> Data for this exercise:
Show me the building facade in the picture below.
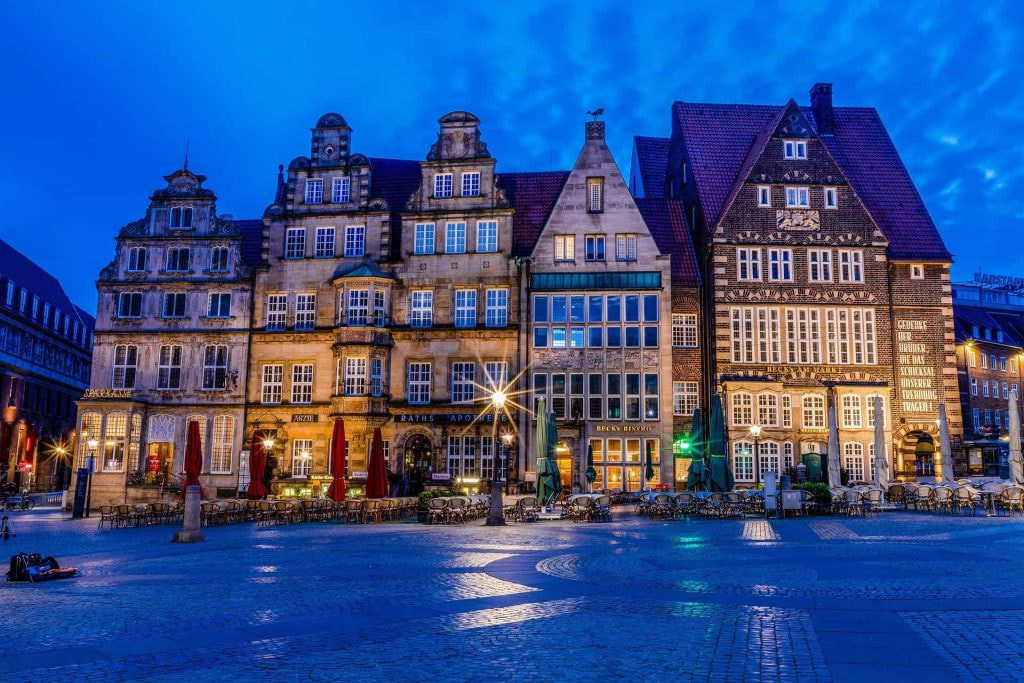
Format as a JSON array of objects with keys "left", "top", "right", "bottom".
[
  {"left": 76, "top": 168, "right": 261, "bottom": 506},
  {"left": 0, "top": 240, "right": 95, "bottom": 490}
]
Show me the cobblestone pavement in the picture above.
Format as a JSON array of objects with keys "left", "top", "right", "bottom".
[{"left": 0, "top": 511, "right": 1024, "bottom": 683}]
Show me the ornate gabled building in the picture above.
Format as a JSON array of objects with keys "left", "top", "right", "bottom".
[
  {"left": 77, "top": 168, "right": 261, "bottom": 506},
  {"left": 243, "top": 114, "right": 419, "bottom": 496},
  {"left": 633, "top": 84, "right": 961, "bottom": 483}
]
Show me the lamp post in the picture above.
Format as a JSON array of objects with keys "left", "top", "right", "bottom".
[
  {"left": 486, "top": 389, "right": 512, "bottom": 526},
  {"left": 751, "top": 425, "right": 761, "bottom": 485}
]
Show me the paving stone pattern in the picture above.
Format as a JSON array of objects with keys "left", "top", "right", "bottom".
[{"left": 0, "top": 511, "right": 1024, "bottom": 683}]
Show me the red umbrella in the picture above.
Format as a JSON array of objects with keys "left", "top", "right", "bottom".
[
  {"left": 246, "top": 430, "right": 266, "bottom": 501},
  {"left": 327, "top": 418, "right": 348, "bottom": 503},
  {"left": 182, "top": 420, "right": 203, "bottom": 490},
  {"left": 367, "top": 427, "right": 387, "bottom": 498}
]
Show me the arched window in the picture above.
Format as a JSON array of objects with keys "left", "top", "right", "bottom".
[{"left": 732, "top": 391, "right": 754, "bottom": 426}]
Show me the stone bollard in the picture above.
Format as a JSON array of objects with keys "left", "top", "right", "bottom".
[{"left": 172, "top": 484, "right": 206, "bottom": 543}]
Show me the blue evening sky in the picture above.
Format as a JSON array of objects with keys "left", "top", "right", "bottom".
[{"left": 0, "top": 0, "right": 1024, "bottom": 310}]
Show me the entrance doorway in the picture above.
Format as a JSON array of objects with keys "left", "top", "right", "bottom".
[{"left": 403, "top": 434, "right": 434, "bottom": 496}]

> Requirement: Pick out and copy every line above that contains the string "picture", treating uppercase and lowercase as different.

> Solution for this exercise:
Show me the building facade in the picture below.
Show me the cobblestone pavement in the picture above.
Show me the ornate gabled building in the picture above.
Show me the lamp post in the picture above.
Show me the paving stone pattern in the picture above.
Show me the red umbrella in the picture above.
Show me the arched window in the picture above.
Show me the stone bollard in the picture above.
Show me the blue evening sky in the picture above.
Show me the entrance doorway in the picture above.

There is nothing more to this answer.